• TASK PROMPT
Report every line in the rows below that contains the string "dark", copying each one in full.

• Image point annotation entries
========

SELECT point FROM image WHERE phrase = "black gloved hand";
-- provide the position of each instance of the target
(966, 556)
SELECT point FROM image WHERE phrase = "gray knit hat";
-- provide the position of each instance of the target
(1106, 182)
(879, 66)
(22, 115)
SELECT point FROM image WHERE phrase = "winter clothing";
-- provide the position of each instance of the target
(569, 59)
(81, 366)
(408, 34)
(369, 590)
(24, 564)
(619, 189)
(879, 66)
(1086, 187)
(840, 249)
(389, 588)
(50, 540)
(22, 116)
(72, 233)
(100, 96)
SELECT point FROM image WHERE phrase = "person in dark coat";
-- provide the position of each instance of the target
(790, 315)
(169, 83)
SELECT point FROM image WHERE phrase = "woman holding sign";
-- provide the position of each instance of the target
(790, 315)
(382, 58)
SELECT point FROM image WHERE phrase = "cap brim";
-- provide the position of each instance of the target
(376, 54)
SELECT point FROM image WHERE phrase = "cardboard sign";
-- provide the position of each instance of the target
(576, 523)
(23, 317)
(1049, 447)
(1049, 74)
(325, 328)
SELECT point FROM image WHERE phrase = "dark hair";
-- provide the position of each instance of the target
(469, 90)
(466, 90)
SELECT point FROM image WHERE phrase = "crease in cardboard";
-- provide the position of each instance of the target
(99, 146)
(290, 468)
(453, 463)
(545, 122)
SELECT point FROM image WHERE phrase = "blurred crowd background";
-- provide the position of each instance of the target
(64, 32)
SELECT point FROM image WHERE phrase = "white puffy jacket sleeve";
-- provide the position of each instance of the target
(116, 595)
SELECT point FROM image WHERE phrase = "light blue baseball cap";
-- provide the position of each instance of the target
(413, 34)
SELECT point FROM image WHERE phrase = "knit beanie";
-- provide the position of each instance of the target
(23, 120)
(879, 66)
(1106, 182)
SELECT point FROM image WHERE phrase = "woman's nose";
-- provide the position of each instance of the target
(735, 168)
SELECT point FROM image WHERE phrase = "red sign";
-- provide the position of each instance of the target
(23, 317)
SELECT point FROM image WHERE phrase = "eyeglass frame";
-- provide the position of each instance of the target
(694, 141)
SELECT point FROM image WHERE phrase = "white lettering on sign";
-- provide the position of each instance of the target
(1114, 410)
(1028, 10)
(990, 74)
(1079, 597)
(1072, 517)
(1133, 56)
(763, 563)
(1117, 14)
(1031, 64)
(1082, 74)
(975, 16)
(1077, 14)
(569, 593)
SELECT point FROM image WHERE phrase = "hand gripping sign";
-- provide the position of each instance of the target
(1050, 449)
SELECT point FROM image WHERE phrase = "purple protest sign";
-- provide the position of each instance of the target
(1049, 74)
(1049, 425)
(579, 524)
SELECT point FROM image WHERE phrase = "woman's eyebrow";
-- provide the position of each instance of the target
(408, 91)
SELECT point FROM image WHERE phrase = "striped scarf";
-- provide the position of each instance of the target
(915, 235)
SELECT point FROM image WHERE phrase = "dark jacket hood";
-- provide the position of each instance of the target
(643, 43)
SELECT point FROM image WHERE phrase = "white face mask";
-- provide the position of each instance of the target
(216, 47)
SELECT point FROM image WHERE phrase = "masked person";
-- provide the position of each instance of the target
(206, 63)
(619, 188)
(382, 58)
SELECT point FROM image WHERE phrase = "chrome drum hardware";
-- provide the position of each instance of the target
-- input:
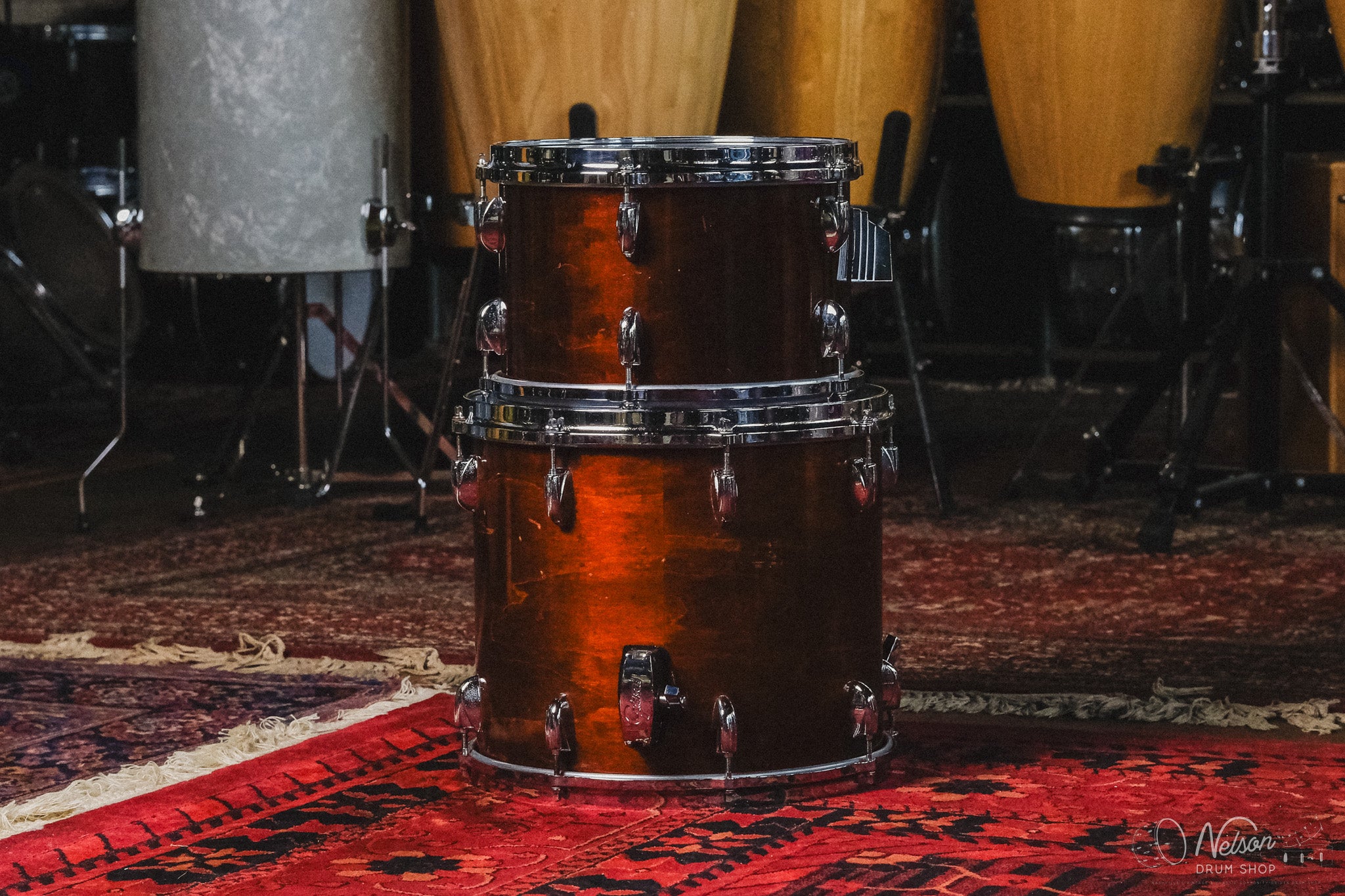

========

• OUTPUT BELOW
SELECT point FROM image WHERE phrase = "person in dark coat";
SELECT point FROM image WHERE phrase = "dark hair";
SELECT point FROM image WHERE phrase = "dark jacket hood";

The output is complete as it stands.